(Dataset items)
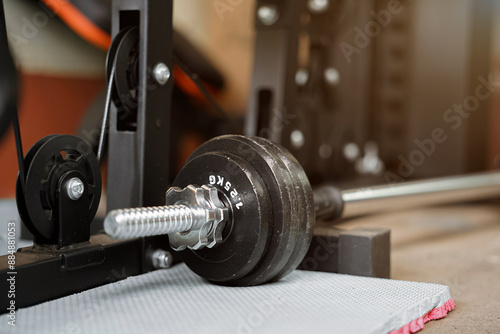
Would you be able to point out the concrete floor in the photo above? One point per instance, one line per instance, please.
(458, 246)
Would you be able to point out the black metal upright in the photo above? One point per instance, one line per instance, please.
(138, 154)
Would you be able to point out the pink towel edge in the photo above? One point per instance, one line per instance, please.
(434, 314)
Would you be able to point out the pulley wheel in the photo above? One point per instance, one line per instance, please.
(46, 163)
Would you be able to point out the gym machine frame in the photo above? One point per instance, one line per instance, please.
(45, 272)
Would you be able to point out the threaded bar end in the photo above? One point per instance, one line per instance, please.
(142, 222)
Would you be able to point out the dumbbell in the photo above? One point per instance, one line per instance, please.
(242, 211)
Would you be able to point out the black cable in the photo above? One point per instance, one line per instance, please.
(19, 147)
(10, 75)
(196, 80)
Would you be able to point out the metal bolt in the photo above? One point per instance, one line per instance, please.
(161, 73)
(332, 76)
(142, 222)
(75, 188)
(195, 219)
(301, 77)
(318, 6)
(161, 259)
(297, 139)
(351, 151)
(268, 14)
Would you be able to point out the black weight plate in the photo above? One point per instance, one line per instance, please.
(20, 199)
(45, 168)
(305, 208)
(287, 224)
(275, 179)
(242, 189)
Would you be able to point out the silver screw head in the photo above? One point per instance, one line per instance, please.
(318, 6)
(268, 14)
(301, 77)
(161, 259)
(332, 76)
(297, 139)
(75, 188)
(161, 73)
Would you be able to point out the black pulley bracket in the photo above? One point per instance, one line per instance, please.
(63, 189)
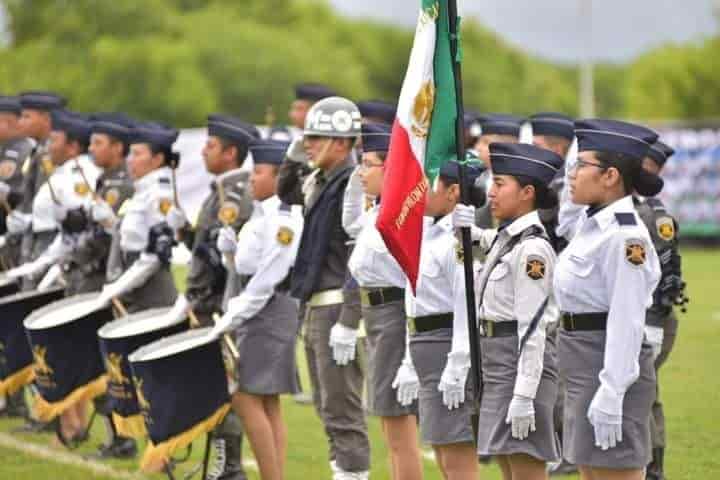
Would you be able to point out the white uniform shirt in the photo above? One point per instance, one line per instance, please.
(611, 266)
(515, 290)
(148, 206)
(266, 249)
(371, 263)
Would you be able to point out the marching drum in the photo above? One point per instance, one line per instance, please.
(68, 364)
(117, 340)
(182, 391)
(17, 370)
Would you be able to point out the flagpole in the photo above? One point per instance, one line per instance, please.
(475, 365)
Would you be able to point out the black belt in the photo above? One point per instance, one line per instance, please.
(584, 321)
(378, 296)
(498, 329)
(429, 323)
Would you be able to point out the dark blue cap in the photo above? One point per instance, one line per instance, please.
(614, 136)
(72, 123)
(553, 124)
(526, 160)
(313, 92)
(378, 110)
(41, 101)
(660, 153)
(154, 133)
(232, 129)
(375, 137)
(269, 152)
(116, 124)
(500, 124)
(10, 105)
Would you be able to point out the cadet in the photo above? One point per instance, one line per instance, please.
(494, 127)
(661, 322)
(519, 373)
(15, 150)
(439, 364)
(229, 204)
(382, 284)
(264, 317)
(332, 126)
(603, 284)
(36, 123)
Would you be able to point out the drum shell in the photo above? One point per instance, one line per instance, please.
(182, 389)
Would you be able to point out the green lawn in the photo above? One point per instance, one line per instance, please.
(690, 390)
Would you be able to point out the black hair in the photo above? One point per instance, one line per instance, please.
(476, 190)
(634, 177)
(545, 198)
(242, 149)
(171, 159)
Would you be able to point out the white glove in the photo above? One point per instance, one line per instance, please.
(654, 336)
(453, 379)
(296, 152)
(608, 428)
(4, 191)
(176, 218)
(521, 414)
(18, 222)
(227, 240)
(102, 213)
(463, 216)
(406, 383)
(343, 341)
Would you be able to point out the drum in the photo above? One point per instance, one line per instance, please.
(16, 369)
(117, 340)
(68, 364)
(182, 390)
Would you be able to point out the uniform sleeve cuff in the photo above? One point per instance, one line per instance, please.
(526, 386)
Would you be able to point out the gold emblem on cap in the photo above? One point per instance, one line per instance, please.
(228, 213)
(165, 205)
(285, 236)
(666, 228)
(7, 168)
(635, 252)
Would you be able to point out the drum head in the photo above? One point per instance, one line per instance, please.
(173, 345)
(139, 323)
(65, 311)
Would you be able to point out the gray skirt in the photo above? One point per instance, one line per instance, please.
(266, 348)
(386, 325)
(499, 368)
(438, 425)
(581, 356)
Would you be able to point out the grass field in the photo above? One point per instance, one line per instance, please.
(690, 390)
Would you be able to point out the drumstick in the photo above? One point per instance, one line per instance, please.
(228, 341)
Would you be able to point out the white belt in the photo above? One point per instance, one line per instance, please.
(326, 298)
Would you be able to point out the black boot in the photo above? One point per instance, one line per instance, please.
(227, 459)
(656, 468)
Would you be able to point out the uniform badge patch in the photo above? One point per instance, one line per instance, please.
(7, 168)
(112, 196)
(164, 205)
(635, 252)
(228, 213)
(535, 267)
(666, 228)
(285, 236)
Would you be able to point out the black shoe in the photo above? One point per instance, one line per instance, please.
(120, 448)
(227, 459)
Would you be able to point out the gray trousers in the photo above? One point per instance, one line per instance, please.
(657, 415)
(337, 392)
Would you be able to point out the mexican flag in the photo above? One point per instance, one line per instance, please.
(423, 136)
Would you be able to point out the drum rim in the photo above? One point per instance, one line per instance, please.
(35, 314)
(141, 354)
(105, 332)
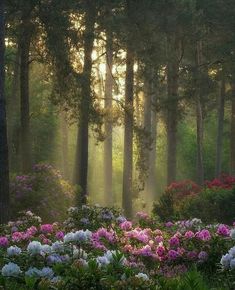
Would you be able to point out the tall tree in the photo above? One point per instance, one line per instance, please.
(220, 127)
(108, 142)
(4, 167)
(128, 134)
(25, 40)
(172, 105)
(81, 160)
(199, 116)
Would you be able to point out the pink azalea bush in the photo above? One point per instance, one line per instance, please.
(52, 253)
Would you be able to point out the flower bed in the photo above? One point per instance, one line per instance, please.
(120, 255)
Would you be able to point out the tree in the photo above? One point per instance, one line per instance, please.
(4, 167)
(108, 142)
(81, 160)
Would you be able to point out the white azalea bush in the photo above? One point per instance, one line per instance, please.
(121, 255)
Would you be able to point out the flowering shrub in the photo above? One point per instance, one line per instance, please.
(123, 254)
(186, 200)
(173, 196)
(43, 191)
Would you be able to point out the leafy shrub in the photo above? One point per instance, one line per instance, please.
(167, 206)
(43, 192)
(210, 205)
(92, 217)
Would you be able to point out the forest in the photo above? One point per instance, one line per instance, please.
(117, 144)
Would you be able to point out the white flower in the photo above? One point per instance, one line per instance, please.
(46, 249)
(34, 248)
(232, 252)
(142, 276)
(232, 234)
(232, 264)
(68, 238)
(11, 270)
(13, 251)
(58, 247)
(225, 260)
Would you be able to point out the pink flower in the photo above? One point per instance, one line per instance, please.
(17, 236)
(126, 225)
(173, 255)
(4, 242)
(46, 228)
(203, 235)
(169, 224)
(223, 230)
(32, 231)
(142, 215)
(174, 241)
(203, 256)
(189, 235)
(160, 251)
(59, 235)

==

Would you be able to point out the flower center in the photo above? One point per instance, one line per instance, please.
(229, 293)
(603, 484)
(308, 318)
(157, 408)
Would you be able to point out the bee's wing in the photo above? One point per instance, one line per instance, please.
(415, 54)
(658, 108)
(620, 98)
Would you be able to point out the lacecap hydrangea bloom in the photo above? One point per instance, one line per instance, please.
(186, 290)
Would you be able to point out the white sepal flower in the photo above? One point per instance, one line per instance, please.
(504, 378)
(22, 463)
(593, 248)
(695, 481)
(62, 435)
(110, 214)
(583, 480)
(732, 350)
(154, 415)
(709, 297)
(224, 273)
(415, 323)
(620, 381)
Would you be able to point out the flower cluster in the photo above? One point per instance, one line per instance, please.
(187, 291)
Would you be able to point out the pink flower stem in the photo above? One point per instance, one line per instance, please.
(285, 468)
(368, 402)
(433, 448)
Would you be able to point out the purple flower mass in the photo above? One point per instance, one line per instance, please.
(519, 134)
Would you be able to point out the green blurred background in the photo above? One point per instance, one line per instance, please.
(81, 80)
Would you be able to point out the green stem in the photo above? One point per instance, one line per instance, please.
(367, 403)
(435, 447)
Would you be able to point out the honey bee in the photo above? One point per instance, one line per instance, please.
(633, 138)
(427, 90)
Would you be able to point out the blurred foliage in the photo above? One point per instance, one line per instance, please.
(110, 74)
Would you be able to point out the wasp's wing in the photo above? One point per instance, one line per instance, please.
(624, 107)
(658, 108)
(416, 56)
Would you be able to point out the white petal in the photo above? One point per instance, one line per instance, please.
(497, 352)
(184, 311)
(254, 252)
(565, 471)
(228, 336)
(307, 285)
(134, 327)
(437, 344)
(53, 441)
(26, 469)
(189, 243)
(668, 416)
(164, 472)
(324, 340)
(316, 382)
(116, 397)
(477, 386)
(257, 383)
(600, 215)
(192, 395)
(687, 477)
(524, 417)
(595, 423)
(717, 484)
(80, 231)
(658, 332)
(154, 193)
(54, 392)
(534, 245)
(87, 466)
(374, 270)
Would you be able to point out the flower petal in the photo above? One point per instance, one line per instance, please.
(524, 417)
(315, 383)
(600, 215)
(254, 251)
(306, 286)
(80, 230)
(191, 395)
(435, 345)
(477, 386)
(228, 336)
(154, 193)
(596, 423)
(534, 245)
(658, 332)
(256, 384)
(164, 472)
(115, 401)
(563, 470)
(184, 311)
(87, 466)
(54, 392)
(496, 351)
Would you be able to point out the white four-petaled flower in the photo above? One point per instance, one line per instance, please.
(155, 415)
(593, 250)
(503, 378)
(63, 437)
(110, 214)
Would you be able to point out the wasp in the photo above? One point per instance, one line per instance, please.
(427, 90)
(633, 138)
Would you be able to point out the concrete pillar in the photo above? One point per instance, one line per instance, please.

--

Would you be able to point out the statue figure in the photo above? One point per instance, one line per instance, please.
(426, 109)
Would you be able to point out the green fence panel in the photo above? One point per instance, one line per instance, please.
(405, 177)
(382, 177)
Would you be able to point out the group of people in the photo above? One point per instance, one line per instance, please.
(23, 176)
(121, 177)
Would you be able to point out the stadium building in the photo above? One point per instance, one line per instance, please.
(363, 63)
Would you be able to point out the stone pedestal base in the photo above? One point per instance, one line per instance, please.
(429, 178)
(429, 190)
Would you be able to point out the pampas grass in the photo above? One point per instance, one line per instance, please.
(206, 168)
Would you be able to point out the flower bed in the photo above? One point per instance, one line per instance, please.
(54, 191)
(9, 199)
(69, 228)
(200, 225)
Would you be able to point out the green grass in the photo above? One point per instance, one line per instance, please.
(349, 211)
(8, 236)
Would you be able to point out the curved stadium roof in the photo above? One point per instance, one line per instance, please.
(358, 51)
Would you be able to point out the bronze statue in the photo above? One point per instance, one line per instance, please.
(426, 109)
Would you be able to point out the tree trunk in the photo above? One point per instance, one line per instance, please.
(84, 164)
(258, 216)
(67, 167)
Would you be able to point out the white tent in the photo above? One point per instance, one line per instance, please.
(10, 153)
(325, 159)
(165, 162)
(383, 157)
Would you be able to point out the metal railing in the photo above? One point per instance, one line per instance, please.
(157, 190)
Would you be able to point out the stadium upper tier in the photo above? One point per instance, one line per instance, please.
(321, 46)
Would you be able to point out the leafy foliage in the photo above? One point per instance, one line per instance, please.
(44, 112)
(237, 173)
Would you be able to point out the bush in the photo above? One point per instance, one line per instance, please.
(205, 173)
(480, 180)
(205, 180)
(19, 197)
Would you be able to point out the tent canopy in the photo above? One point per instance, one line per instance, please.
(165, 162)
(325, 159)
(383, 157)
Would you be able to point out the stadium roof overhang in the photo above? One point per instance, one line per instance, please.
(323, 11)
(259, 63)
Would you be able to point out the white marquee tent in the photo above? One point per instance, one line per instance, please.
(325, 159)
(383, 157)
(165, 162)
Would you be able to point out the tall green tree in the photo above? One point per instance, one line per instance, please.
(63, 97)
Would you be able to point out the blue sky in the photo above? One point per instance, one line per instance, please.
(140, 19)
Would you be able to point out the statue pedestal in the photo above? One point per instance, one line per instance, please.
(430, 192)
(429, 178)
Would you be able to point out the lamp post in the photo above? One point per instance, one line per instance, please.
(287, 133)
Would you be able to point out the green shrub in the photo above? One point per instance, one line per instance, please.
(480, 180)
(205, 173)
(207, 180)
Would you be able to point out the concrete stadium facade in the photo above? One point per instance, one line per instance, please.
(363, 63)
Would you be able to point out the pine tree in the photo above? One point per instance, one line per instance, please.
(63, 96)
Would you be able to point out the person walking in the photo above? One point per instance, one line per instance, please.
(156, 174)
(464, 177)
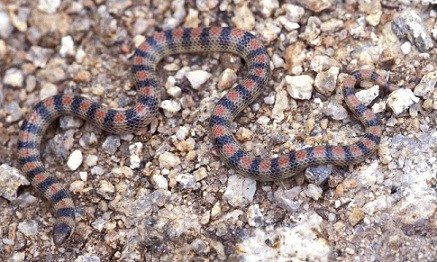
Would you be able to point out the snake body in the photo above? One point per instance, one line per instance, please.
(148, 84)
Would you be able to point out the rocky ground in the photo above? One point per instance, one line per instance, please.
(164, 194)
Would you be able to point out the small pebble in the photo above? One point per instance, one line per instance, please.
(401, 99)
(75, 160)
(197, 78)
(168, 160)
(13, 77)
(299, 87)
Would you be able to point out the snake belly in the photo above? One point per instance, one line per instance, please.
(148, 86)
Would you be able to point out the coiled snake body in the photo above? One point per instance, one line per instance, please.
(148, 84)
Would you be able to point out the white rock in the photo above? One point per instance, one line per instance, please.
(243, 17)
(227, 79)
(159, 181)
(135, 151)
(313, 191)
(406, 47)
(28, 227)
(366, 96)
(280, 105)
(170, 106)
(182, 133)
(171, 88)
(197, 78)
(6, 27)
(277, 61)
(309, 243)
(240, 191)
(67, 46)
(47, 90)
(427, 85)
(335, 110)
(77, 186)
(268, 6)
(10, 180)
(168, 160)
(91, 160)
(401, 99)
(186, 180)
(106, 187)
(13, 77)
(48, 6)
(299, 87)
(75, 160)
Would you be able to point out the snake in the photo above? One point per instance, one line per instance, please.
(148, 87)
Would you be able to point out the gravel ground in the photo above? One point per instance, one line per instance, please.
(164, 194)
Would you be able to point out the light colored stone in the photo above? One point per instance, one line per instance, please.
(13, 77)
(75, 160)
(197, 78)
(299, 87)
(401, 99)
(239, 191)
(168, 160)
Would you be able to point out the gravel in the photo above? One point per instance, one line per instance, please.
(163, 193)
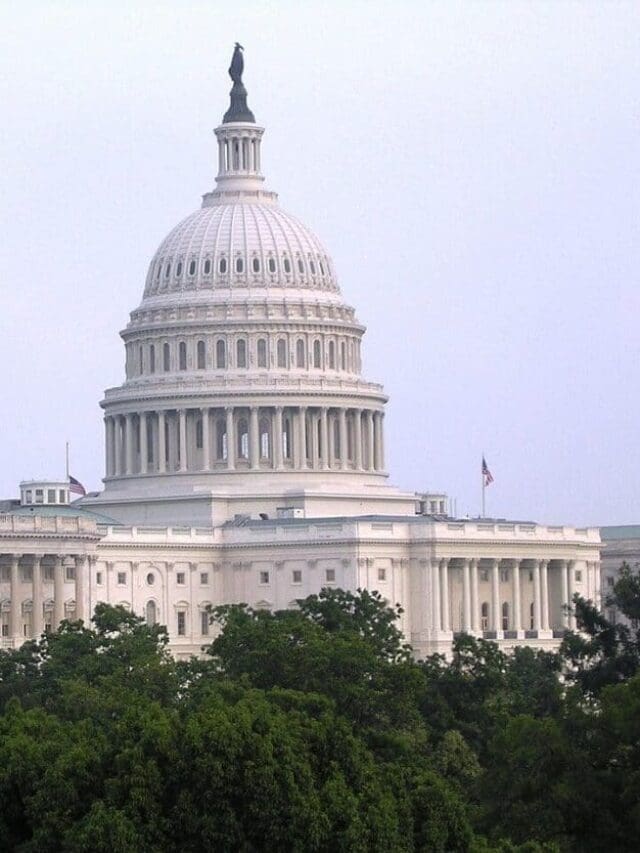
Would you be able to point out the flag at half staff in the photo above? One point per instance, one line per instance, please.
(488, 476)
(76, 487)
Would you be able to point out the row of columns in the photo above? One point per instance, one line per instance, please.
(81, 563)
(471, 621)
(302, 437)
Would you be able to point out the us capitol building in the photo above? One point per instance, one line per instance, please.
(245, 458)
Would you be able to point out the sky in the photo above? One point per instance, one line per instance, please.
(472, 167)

- WORK TO BE COMPLETED -
Pull out and copy each line in the items above that contains the word "gray". Matching is case-sensitive.

- WRITTEN ANSWER -
Would you be able to point out the gray skirt in the photo above? One point per instance, one line per instance, please.
Would you be able to point out the gray trousers in the photo above? One point per instance, one line per instance, please.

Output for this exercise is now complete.